**Objectif**
Dans l'extrait sur le langage visuel au cinéma, quels sont les deux films réalisés avec Bong Joon-ho qui sont mentionnés ?

**Extrait source**
──────────────────────────────

Chaque portrait commence par une forme d’interrogation : que montrer à la caméra, quel look, quel son, quelle forme, quelle façon de bouger ? Pour former le langage visuel d’un film, chacun de ses portraits doit chanter, comme une mélodie devant s’accorder à un ensemble. Le langage visuel de Wes Anderson, par exemple, bien qu’il varie d’un film à l’autre, se reconnaît en ce que chaque élément se caractérise par une certaine intensité. Même remarque à propos des deux films que j’ai faits avec Bong Joon-ho, Snowpiercer. Le Transperceneige [2013, ndlr] et Okja [2017, ndlr], dans lesquels nous investissions un environnement terrestre plus ou moins connu – respectivement un long train et une série de lieux dans une Corée et un New York contemporains – selon un tour particulier – d’aucuns diraient « de science-fiction ». Les personnages que j’y incarne sont toutes pittoresques, ils ont à voir avec la texture graphique de ces films. Le truc, dans les cas que je cite, c’est de trouver comment entrer en harmonie avec le décor, sans détoner ni s’y dissoudre. Au-delà du plaisir évident de se déguiser et de faire rire les gens avec un dentier, je ne peux pas dire que j’aime travailler avec ces « masques » plus qu’avec autre chose, mais j’aime cet effort d’harmonisation, qui est toujours le même, quel que soit le ténor du film.

──────────────────────────────

**Matériel fourni**
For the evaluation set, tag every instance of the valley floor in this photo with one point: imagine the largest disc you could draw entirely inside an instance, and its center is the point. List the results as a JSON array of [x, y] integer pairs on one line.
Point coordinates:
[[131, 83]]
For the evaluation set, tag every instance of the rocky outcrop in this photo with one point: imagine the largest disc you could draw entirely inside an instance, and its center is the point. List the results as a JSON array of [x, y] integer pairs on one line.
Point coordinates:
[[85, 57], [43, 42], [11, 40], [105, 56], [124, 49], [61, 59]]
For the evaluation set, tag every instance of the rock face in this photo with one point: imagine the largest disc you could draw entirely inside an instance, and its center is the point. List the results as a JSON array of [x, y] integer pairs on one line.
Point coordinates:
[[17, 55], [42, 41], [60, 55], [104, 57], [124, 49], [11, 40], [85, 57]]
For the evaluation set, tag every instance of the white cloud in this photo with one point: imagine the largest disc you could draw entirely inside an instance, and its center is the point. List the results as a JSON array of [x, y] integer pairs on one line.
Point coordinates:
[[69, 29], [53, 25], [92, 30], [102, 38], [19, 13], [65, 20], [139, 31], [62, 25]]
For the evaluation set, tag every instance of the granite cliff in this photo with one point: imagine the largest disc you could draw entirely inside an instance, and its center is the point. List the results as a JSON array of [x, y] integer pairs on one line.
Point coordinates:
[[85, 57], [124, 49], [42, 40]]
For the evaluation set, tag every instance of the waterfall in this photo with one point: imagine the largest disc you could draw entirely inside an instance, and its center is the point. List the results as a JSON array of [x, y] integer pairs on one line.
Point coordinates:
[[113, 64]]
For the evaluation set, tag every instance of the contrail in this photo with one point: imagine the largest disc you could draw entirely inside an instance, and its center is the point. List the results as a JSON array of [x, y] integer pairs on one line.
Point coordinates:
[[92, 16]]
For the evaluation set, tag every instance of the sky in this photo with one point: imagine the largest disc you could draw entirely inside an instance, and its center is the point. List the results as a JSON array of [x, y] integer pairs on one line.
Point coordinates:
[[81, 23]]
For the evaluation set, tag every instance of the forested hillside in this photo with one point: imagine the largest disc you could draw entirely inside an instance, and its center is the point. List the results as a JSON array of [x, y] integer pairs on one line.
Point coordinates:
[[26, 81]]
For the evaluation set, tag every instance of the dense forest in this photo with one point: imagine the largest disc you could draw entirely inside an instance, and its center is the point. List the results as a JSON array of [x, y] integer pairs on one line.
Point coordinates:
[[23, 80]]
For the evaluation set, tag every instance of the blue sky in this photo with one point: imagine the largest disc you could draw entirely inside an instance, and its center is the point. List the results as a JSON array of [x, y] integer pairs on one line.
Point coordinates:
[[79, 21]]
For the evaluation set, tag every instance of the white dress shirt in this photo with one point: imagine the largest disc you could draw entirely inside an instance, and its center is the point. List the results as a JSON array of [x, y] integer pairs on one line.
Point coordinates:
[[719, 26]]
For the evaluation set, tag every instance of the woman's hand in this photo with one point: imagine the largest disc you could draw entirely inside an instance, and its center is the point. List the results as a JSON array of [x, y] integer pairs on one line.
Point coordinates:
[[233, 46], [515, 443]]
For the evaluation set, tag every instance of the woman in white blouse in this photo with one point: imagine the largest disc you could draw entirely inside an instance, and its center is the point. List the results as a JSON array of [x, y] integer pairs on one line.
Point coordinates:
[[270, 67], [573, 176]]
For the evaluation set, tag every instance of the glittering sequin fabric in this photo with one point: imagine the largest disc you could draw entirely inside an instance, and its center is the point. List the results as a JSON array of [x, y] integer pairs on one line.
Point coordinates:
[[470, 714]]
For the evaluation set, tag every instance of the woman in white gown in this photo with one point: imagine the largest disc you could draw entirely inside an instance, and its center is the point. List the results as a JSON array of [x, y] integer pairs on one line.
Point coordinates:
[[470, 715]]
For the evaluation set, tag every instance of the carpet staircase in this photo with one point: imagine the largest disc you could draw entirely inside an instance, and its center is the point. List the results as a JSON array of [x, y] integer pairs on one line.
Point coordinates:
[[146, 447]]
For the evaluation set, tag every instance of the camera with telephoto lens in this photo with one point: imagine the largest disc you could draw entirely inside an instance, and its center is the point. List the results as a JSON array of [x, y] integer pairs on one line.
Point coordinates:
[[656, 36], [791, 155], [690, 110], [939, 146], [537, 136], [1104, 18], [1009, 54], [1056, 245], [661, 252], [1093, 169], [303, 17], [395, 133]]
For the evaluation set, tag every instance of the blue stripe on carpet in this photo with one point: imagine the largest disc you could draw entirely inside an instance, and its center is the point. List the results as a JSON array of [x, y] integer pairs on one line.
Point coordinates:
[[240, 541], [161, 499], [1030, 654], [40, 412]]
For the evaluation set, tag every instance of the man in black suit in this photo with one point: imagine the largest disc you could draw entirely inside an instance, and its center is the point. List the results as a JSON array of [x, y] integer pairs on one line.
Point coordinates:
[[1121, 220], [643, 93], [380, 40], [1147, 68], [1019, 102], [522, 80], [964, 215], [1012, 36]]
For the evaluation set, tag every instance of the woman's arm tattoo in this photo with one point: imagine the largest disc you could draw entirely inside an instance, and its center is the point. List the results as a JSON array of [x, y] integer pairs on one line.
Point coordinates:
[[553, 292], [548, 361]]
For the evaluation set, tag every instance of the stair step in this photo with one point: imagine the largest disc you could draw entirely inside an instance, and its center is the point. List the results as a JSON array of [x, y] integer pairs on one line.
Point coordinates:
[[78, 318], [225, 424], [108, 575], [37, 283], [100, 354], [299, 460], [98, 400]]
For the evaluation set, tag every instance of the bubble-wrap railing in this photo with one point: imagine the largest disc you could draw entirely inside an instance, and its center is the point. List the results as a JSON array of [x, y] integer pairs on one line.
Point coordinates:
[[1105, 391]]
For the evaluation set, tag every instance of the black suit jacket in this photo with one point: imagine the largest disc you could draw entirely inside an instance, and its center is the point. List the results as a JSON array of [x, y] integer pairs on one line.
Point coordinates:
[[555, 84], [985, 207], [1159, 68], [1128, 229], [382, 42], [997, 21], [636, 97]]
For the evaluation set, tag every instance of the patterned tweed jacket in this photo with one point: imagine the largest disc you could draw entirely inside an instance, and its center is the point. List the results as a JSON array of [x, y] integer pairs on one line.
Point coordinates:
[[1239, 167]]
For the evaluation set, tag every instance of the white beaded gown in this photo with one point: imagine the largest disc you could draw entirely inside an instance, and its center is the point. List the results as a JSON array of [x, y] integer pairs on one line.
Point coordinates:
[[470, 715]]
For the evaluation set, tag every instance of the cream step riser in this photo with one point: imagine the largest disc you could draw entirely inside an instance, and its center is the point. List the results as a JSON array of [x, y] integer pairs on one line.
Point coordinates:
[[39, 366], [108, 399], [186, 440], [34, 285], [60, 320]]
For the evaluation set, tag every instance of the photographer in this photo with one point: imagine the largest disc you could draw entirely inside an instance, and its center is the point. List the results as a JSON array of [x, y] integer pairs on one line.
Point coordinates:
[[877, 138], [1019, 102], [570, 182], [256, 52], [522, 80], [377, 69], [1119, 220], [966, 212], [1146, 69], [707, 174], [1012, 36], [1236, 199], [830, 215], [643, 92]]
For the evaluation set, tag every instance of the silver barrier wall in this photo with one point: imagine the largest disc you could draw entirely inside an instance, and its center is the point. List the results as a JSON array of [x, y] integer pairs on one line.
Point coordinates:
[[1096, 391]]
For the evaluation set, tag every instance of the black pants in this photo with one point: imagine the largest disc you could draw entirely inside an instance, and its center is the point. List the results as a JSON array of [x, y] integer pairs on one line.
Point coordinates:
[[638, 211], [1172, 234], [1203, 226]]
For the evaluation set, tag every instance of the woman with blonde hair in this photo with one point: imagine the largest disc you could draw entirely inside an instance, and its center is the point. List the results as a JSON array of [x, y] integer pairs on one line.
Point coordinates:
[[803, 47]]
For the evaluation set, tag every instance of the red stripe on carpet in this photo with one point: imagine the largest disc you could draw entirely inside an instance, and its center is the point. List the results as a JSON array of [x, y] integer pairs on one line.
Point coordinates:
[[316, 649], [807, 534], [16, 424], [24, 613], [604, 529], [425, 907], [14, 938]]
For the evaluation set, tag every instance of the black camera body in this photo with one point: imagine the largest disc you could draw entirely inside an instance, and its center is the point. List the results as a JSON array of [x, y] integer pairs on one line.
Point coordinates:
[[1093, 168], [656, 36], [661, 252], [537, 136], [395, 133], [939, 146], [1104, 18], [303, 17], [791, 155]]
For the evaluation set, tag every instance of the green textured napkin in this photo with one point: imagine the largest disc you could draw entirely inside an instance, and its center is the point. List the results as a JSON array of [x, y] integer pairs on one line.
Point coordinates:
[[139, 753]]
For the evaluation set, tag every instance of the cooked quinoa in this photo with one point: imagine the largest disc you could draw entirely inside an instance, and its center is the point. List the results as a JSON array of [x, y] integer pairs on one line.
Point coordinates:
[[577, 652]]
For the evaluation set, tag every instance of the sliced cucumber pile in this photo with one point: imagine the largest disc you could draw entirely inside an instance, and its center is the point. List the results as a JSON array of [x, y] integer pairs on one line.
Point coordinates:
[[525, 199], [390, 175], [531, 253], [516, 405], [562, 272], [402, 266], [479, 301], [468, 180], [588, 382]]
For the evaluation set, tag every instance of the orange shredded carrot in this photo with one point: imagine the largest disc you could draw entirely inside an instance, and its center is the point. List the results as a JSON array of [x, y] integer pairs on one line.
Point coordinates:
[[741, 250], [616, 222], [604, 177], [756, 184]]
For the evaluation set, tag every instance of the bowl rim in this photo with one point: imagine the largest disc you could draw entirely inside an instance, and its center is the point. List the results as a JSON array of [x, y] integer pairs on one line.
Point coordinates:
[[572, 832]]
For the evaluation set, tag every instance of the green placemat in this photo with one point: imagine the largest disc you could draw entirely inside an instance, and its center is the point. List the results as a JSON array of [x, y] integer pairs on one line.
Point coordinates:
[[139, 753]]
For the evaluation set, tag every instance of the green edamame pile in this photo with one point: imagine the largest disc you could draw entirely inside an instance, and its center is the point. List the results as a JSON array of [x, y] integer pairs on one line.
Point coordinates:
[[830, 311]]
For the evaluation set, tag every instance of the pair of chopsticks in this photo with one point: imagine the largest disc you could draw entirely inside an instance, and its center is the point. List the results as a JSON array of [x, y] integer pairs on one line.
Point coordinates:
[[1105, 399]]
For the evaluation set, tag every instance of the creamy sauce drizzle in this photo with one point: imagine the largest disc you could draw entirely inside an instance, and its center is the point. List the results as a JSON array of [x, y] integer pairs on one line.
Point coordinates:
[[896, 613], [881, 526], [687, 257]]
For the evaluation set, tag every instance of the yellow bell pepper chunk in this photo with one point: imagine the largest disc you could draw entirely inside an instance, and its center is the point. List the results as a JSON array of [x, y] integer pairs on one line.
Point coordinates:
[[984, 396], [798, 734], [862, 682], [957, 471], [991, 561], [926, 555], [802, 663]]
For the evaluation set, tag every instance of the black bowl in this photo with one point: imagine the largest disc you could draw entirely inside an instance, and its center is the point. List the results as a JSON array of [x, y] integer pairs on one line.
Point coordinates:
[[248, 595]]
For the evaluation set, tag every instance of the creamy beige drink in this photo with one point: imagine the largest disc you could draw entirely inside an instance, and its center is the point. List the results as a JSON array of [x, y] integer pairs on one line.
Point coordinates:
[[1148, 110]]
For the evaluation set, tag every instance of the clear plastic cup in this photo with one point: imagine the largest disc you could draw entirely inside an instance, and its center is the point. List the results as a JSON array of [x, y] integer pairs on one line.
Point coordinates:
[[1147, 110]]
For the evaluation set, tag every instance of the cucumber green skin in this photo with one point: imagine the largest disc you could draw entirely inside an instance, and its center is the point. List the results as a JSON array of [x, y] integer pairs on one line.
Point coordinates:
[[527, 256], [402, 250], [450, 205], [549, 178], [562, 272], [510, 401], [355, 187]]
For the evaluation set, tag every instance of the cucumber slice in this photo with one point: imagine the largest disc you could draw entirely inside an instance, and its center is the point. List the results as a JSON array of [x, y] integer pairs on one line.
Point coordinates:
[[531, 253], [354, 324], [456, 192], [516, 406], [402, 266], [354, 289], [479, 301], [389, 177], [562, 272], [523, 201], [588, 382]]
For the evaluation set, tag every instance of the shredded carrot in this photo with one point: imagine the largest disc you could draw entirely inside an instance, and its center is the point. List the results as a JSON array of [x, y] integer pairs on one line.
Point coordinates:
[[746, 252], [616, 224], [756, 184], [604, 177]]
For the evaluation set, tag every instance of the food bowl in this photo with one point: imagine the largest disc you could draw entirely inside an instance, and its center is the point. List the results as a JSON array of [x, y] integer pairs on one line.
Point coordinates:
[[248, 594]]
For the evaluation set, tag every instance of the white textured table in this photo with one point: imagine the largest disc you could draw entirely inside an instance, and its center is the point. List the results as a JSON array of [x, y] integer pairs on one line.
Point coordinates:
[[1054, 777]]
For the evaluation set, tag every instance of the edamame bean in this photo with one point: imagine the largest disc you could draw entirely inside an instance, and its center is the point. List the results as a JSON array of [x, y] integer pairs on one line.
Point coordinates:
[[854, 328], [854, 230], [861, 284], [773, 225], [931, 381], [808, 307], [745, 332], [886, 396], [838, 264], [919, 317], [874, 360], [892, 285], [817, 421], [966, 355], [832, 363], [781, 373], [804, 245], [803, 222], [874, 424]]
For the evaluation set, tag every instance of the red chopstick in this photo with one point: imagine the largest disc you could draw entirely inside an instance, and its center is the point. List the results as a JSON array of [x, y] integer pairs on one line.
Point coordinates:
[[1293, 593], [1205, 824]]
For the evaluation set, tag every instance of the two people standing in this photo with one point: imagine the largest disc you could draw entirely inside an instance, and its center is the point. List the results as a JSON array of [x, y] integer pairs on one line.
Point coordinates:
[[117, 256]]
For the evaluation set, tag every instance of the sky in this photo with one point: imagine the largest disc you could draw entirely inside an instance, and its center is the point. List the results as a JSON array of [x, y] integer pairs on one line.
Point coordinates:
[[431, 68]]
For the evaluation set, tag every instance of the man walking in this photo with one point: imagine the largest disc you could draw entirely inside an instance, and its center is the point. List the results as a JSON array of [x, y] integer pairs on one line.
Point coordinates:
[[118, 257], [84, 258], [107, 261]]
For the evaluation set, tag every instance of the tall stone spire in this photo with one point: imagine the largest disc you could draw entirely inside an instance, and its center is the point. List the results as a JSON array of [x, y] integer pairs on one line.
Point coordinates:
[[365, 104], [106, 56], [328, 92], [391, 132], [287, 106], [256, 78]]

──────────────────────────────

**Réponse**
Snowpiercer. Le Transperceneige (2013) et Okja (2017).